··· Material provided

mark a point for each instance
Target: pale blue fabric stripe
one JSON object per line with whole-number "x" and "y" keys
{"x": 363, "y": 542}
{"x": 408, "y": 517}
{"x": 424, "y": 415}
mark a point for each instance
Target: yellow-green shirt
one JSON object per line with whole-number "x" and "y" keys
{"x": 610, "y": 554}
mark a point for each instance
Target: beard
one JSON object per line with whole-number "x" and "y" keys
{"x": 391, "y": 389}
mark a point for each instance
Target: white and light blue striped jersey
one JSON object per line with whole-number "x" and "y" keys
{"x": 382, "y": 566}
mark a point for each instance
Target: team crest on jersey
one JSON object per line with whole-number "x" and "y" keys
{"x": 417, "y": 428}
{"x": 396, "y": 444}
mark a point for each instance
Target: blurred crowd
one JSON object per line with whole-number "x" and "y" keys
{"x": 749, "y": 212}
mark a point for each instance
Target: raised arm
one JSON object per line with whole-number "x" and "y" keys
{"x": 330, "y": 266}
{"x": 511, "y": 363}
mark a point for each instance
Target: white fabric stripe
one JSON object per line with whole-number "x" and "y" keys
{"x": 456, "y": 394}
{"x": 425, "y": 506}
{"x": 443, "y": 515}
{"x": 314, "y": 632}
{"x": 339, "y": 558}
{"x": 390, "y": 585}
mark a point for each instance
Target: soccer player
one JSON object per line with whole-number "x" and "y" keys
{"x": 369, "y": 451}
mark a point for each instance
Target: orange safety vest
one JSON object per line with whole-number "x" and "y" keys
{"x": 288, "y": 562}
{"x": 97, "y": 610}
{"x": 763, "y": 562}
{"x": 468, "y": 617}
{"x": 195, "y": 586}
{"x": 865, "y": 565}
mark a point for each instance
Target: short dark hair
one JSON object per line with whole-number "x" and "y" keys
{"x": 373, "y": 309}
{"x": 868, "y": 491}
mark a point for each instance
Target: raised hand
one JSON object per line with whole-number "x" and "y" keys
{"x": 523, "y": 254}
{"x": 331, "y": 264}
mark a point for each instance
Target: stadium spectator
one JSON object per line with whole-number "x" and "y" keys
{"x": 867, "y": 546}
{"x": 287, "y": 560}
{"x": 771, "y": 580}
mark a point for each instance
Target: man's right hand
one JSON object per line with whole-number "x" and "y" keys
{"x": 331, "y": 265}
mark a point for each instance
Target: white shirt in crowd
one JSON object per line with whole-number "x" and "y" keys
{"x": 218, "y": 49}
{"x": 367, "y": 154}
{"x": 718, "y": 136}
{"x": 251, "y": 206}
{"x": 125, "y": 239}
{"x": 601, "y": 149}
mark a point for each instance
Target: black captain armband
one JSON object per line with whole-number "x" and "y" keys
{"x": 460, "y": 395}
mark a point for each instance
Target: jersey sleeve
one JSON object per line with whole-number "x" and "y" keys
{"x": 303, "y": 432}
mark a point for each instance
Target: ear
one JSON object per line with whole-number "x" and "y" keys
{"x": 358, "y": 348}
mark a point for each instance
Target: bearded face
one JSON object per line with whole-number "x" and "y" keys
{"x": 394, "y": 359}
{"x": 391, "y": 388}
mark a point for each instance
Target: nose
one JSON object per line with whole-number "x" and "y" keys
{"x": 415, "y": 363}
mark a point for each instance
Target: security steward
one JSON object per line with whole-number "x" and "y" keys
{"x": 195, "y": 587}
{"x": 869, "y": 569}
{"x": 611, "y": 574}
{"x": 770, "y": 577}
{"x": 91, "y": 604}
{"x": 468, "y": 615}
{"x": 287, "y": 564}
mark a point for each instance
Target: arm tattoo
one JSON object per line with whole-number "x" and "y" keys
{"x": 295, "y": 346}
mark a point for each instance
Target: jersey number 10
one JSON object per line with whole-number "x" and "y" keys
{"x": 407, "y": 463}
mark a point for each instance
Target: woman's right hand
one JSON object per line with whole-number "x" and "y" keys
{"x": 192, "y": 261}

······
··· Material provided

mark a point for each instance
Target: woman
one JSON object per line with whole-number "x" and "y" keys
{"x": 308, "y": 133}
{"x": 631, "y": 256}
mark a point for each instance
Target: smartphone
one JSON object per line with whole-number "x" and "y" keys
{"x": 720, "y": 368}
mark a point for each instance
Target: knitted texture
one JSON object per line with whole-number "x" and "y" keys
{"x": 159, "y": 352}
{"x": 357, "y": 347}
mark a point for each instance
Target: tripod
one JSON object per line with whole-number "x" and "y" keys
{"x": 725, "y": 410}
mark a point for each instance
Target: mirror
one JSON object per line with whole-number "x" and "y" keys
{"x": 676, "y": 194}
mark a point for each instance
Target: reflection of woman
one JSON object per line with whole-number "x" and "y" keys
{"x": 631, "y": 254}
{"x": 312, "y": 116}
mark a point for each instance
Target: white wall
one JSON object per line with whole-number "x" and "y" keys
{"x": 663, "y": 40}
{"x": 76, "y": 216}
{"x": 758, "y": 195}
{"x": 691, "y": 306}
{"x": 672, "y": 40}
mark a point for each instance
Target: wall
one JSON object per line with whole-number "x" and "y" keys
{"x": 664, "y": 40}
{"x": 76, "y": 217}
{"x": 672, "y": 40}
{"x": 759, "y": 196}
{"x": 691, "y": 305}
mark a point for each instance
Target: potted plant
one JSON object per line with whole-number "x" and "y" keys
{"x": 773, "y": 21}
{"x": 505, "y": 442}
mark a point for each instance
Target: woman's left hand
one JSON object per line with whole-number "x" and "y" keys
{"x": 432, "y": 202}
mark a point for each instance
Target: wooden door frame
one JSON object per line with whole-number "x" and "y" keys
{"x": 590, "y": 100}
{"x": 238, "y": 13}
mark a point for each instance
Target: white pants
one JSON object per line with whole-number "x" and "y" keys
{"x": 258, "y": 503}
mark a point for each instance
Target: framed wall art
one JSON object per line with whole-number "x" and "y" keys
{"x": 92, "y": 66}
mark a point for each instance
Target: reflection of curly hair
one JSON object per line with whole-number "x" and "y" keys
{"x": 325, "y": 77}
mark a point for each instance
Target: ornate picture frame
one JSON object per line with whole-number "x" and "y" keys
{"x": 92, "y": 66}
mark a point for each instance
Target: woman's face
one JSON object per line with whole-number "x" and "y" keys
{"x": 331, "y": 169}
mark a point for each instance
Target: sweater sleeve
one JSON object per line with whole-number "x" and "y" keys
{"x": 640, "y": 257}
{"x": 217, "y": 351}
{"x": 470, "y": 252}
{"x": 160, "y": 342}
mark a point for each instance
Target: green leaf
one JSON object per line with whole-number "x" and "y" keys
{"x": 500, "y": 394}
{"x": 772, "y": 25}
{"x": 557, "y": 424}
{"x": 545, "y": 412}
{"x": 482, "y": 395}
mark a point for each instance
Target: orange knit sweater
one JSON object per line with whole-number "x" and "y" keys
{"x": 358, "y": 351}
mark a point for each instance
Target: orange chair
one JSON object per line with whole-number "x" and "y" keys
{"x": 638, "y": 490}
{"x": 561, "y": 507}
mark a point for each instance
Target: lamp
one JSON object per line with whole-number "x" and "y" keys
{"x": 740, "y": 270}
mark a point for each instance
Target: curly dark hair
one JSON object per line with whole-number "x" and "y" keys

······
··· Material provided

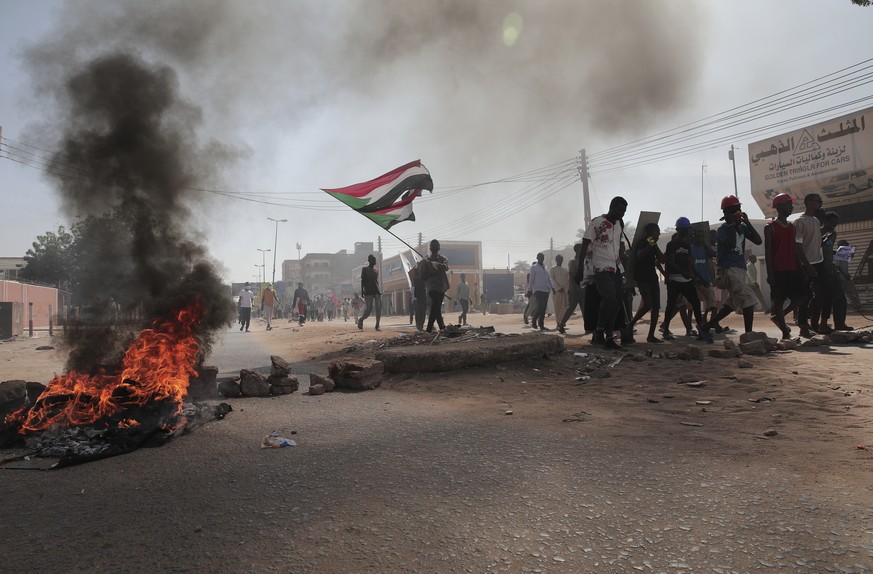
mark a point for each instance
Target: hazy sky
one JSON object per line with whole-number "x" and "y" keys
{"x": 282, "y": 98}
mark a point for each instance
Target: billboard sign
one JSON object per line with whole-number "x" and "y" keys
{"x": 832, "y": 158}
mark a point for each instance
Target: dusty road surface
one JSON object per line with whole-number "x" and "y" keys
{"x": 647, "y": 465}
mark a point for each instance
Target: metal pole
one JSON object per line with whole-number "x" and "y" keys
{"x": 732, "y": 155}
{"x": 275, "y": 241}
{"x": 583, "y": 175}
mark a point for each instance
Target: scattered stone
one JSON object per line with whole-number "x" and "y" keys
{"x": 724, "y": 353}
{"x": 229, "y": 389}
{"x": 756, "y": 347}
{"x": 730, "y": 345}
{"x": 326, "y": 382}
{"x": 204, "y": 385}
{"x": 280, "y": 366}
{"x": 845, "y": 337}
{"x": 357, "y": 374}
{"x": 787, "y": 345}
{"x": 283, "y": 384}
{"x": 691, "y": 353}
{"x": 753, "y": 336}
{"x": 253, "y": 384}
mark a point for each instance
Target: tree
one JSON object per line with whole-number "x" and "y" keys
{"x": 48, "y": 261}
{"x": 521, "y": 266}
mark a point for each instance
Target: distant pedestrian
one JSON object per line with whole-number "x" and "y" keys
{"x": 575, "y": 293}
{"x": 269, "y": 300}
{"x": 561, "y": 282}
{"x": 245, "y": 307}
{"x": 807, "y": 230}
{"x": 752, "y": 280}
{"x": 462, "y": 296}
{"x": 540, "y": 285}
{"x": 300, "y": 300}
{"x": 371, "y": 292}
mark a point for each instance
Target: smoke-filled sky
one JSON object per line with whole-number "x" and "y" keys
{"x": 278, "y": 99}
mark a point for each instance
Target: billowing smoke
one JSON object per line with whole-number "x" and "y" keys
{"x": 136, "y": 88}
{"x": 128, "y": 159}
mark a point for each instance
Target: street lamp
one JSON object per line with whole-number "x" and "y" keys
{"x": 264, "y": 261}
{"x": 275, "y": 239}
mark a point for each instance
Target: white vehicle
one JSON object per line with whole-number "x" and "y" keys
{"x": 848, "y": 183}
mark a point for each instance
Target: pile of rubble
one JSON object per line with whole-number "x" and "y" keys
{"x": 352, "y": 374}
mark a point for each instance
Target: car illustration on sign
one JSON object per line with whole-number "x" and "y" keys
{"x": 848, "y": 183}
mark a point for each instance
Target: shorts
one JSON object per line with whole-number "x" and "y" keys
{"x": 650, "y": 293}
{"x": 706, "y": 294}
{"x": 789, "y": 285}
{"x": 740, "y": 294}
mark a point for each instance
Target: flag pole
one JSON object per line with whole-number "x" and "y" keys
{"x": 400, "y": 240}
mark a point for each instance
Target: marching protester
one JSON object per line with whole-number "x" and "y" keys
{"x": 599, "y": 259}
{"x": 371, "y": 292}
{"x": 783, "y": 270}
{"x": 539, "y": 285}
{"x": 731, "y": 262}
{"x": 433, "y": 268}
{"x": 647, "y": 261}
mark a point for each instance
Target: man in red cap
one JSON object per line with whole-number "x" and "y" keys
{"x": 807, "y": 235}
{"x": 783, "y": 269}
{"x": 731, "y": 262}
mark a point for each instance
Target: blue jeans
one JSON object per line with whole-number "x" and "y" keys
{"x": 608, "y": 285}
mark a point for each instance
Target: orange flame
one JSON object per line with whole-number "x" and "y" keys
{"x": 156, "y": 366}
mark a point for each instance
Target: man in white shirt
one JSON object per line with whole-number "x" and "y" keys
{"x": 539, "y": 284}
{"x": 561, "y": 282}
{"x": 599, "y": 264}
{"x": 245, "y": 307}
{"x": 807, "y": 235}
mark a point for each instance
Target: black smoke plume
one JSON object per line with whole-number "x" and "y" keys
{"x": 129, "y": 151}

······

Given request: Pull out every line of the records that contains the word "orange" and list those lines.

Solution below:
Target: orange safety vest
Target: orange knit sweater
Target: orange chair
Target: orange flame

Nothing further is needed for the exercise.